Excerpt provided:
──────
These days, her chief complaint is tiredness, which is to be expected at her advanced age.
“I told my doctor that I’m tired, and he said, ‘Me, too!’” she recounted. “I didn’t get any sympathy there. Now I get more tired in my legs. I guess something’s got to wear out a little bit, but as long as I’ve got my mind, I’m OK.”
Dedication to her store and community earned Margaret the Minnesota Outstanding Older Worker award in 1999, an accolade that is amazingly still valid 11 years later. Her store has become a tourist destination of sorts.
“A lot people come off the highway to see Renfro’s,” she said. “They see something about Margaret still running a store at her age and stop to see me.”
Never married and having outlasted all her siblings, Margaret dotes on and is doted upon by nieces and nephews and great-nieces and great-nephews who are throwing a 95th birthday party for her Sunday.
Over the years, she’s taken some “nice vacations,” traveling much of the United States and three trips to her family’s homeland in Norway.
“Now, the vacation is we go to Minneapolis,” she noted. “I have a niece up there.”
When she’s not working, Margaret can most often be found in her apartment at The Oaks, reading or watching religious programs or “Wheel of Fortune” on TV. She’s active in her church, Grace Lutheran, and retired from the church choir last year after a 78-year singing stint.
The store takes up most of her time, and she’s not quite ready to give up her role as Luverne’s senior businesswoman.
“I enjoy the people so much,” she reflected. “It’s a fine class of people, and it’s nice to have a conversation with the people who come in here.”
Reflecting on all she’s seen and experienced in her lifetime, Margaret still finds it difficult to comprehend that nine and a half decades have passed.
“Ninety-five,” she said, shaking her head in disbelief. “I still don’t believe I’m still alive. Never did I dream. I remember when I was young I used to think people in their 80s were old. Then to get to 90 — man!”
──────
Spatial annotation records
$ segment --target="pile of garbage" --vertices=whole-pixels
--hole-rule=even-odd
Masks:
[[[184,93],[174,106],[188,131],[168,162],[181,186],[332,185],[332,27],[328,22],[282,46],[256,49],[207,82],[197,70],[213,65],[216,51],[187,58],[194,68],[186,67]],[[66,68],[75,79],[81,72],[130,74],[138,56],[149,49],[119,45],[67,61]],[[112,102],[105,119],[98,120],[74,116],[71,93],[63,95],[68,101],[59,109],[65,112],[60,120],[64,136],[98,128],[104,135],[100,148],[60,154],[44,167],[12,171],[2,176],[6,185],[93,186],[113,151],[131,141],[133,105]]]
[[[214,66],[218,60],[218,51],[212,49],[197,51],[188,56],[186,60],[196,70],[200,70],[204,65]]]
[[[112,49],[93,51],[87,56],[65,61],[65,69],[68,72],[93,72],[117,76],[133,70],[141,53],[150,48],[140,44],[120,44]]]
──────
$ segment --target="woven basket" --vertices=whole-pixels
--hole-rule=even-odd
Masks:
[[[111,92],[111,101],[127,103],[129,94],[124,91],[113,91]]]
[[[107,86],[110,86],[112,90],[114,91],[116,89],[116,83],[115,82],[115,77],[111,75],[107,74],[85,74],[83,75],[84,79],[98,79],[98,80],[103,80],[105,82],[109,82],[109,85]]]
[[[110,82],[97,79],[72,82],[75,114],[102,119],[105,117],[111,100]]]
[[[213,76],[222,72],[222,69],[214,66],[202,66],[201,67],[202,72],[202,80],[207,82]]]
──────
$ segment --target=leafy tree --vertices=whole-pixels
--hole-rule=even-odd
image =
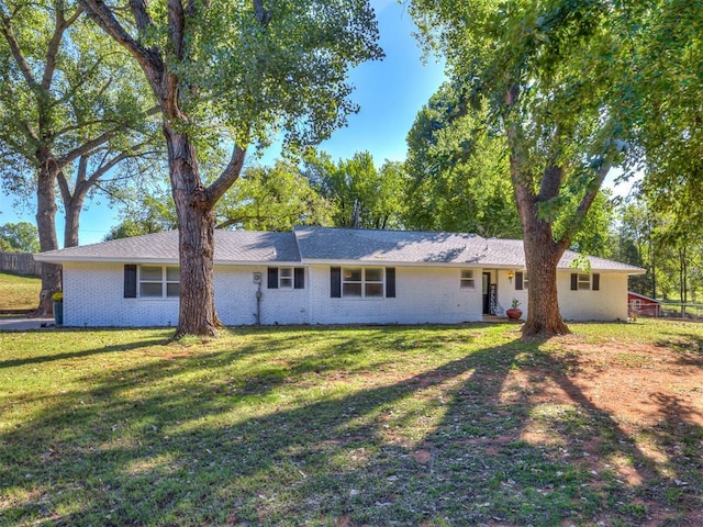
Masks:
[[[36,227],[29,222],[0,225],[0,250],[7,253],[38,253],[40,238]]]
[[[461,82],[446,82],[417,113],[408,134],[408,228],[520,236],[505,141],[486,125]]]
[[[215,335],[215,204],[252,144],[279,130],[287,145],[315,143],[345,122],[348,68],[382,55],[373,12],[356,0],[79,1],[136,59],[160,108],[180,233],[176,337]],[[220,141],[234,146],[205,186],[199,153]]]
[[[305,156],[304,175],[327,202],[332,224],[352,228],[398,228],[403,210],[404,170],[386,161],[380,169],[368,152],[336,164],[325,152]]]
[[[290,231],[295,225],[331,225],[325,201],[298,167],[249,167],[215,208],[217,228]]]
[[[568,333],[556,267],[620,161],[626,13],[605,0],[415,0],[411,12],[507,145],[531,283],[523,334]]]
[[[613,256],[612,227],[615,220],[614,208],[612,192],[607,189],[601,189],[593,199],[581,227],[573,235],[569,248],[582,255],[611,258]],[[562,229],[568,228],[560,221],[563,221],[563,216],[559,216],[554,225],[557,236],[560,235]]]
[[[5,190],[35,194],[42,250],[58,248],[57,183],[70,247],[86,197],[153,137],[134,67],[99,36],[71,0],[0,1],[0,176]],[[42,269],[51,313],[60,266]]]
──────
Instruction A: According to the profile of Margaret, what award did she receive in 1999?
Instruction B: Pick out every line of the listing that contains the string "vertices".
The profile and the listing were drawn from separate sources.

Written solution A: The Minnesota Outstanding Older Worker award.

Written solution B:
$ segment --target="pile of garbage" --vertices=whole-pixels
$ segment --target="woven basket" --vertices=whole-pixels
$ segment --target=leafy tree --vertices=whole-pixels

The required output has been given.